_WHAT IS NEEDED_: Print the listing in full, with no character changed.

_ENTRIES PROVIDED_:

-------

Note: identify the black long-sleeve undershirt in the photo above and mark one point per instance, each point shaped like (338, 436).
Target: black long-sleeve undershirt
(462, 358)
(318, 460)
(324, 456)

-------

_SOLUTION FOR THIS TASK_:
Note: identify the black long-sleeve undershirt in the photo above and mark one point per instance, each point shaped like (338, 436).
Target: black long-sleeve undershirt
(462, 358)
(318, 460)
(324, 456)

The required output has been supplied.